WHAT YOU NEED TO DO
Only the pictures are to be left out; write out the rest of the data exactly.

(SUPPLIED MATERIAL)

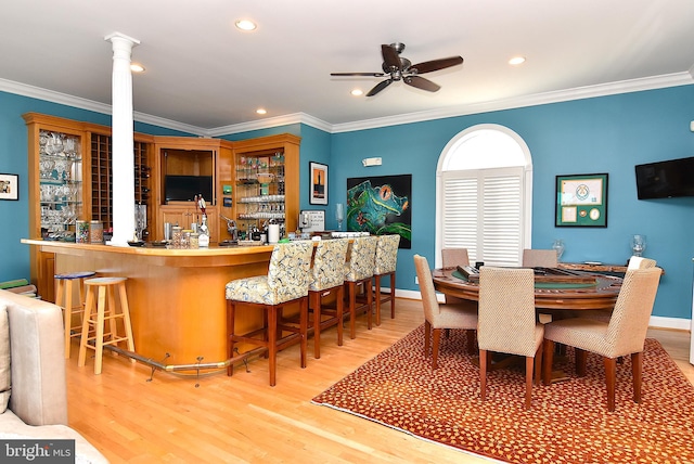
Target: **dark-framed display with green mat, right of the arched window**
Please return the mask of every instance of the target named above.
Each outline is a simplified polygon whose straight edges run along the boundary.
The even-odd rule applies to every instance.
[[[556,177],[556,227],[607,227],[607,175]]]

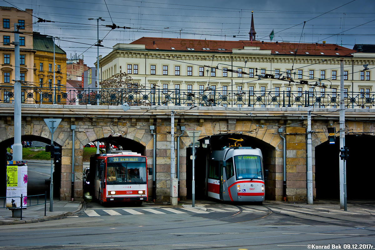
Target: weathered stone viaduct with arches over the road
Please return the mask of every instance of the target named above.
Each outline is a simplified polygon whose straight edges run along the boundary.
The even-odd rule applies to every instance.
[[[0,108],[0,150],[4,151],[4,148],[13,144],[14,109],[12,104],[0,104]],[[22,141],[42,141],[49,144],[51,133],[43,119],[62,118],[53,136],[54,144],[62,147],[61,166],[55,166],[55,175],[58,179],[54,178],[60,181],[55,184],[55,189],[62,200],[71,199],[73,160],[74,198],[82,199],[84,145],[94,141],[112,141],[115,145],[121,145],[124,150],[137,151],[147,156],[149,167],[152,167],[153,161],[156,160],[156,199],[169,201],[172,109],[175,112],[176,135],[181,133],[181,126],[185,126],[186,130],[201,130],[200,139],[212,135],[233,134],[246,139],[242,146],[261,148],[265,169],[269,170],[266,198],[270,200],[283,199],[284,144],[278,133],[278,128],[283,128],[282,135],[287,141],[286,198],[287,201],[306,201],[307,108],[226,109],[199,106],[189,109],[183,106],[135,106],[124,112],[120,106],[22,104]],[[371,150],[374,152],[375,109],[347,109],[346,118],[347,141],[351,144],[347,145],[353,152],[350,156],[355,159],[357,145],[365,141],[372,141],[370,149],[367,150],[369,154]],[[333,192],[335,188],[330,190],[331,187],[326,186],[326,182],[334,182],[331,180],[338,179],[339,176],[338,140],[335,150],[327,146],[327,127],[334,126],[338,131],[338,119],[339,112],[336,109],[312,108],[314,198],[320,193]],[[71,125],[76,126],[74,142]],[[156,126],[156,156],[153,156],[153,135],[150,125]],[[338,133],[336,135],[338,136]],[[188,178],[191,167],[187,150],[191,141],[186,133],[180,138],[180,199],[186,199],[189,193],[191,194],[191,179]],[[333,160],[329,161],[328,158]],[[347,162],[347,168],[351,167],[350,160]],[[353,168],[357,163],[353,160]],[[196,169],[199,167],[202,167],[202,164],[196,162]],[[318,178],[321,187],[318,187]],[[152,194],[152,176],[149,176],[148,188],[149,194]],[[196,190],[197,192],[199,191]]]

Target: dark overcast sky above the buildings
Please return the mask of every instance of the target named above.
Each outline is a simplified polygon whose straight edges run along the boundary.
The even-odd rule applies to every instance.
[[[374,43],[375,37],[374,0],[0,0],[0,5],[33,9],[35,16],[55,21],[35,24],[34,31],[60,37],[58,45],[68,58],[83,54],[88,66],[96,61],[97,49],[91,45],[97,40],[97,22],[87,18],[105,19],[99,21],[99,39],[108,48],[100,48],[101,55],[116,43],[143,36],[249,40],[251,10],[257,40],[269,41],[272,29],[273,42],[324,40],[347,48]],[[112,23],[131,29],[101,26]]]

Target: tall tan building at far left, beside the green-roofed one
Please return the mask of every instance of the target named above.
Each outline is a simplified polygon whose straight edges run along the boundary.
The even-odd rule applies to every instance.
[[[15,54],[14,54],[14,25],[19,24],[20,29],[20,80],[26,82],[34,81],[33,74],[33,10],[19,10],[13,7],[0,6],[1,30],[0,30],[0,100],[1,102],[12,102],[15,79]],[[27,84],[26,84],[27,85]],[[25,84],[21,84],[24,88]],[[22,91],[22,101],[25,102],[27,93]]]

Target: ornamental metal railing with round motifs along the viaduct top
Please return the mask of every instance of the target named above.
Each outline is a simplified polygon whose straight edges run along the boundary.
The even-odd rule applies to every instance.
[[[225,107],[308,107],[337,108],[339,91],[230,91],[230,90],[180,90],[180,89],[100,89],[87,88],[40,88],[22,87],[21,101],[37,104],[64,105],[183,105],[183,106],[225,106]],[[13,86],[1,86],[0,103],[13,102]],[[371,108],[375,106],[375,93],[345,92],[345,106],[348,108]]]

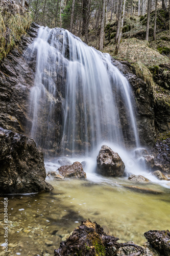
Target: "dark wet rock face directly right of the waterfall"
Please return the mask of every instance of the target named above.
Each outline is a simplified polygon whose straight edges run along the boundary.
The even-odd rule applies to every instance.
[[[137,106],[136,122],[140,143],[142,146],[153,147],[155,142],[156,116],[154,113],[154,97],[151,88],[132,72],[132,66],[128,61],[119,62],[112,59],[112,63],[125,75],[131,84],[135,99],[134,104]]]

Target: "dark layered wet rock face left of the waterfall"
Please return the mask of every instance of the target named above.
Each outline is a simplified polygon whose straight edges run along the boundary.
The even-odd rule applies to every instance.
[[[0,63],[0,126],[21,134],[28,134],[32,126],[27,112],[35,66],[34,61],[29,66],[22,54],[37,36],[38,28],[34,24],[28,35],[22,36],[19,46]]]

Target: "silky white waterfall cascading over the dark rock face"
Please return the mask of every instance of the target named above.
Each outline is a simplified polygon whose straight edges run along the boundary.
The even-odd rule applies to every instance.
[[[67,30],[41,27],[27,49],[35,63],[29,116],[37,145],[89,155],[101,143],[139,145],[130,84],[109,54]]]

(End SUPPLIED MATERIAL)

SOLUTION TO THIS EXERCISE
Target: **dark-framed display with green mat, right of the arched window**
Please return the mask of every instance of the target named above.
Each outline is a simplified polygon whose straight edges run along the boundary.
The even-odd rule applies to every instance.
[[[556,177],[556,227],[607,227],[607,175]]]

Target: weathered stone viaduct with arches over the road
Please return the mask of every instance of the target named above.
Each outline is a simplified polygon whose straight edges run along the boundary.
The even-odd rule applies to every instance.
[[[0,108],[0,150],[4,151],[4,148],[13,144],[14,109],[12,104],[0,104]],[[22,141],[42,141],[49,144],[51,133],[43,119],[62,118],[53,136],[54,144],[62,147],[61,166],[55,166],[55,175],[58,179],[54,178],[60,181],[55,184],[55,189],[62,200],[71,199],[73,160],[74,198],[82,199],[84,145],[94,141],[112,141],[115,145],[121,145],[124,150],[137,151],[147,156],[149,167],[152,167],[153,161],[156,160],[156,199],[169,201],[172,109],[175,112],[176,135],[181,133],[181,126],[185,126],[186,130],[201,130],[200,139],[212,135],[233,134],[246,139],[242,146],[261,148],[265,169],[269,170],[266,198],[270,200],[283,199],[284,144],[278,133],[278,128],[283,128],[282,135],[287,141],[286,198],[287,201],[306,201],[307,108],[226,109],[199,106],[189,109],[183,106],[135,106],[124,112],[120,106],[22,104]],[[371,150],[374,152],[375,109],[347,109],[346,118],[347,141],[351,144],[347,145],[353,152],[350,156],[355,159],[357,145],[365,141],[372,141],[370,149],[367,150],[369,154]],[[333,192],[335,188],[330,190],[331,187],[326,186],[326,182],[334,182],[331,180],[338,179],[339,176],[338,140],[335,150],[327,146],[327,127],[334,126],[338,131],[338,119],[339,112],[336,109],[312,108],[314,198],[320,193]],[[71,125],[76,126],[74,142]],[[156,126],[156,156],[153,156],[153,135],[150,125]],[[338,133],[336,135],[338,136]],[[188,178],[191,167],[187,150],[191,141],[186,133],[180,138],[180,199],[186,199],[189,193],[191,194],[191,179]],[[333,160],[329,161],[328,158]],[[347,162],[347,168],[351,167],[350,160]],[[353,168],[357,163],[353,160]],[[196,169],[199,167],[202,167],[202,164],[196,162]],[[318,178],[321,187],[318,187]],[[152,194],[152,176],[149,176],[148,188],[149,194]],[[196,190],[197,192],[199,191]]]

Target: dark overcast sky above the buildings
Please return the mask of every instance of the target named above.
Each outline is a simplified polygon whose straight edges run along the boundary.
The even-odd rule applies to every instance.
[[[374,43],[375,37],[374,0],[0,0],[0,5],[33,9],[35,16],[55,21],[35,24],[34,31],[60,37],[58,45],[68,58],[83,54],[88,66],[96,61],[97,49],[91,45],[97,40],[97,22],[87,18],[105,19],[99,21],[99,39],[108,48],[100,48],[101,55],[116,43],[143,36],[249,40],[251,10],[257,40],[269,41],[272,29],[273,42],[324,40],[347,48]],[[112,23],[131,29],[101,26]]]

Target: tall tan building at far left, beside the green-roofed one
Please return the mask of every instance of the target named above.
Each outline is a simplified polygon whose straight edges run along the boundary.
The even-odd rule applies to every instance.
[[[15,54],[14,54],[14,25],[19,24],[20,29],[20,80],[26,82],[34,81],[33,74],[33,10],[19,10],[13,7],[0,6],[1,30],[0,30],[0,100],[1,102],[12,102],[15,79]],[[27,84],[26,84],[27,85]],[[25,84],[21,84],[24,88]],[[22,91],[22,101],[25,102],[27,93]]]

Target: ornamental metal railing with round motifs along the viaduct top
Please return the mask of every instance of the target named above.
Each outline is a simplified polygon whose straight edges run along the boundary.
The even-odd rule applies to every instance.
[[[225,107],[308,107],[337,108],[339,91],[230,91],[230,90],[180,90],[180,89],[100,89],[87,88],[40,88],[22,87],[21,101],[37,104],[64,105],[183,105],[183,106],[225,106]],[[13,86],[1,86],[0,103],[13,102]],[[371,108],[375,106],[375,93],[345,92],[345,106],[348,108]]]

Target: "dark wet rock face directly right of the waterfall"
Please return the mask of every instance of the target named above.
Each outline is a simplified polygon whose straight edges run along the boundary.
The even-odd rule applies to every instance.
[[[137,106],[136,122],[140,143],[142,146],[153,147],[155,142],[156,116],[154,113],[154,97],[151,88],[132,72],[132,66],[128,61],[119,62],[112,59],[112,63],[125,75],[131,84],[135,99],[134,104]]]

Target: "dark layered wet rock face left of the waterfall"
Please return the mask of every instance of the target named above.
Each outline is a simplified polygon whose straight edges run along the boundary.
The even-odd rule applies to every instance.
[[[0,63],[0,126],[21,134],[28,134],[32,126],[27,112],[35,66],[34,61],[29,66],[22,54],[37,36],[38,28],[34,24],[28,35],[22,36],[19,46]]]

Target: "silky white waterfall cascading over the dark rock face"
Please return the mask of every instance of the target named above.
Each outline is a simplified polygon whose straight edges run along the boundary.
The even-odd rule applies to every instance.
[[[67,30],[41,27],[27,49],[35,63],[29,116],[37,145],[89,155],[101,143],[139,145],[130,84],[109,54]]]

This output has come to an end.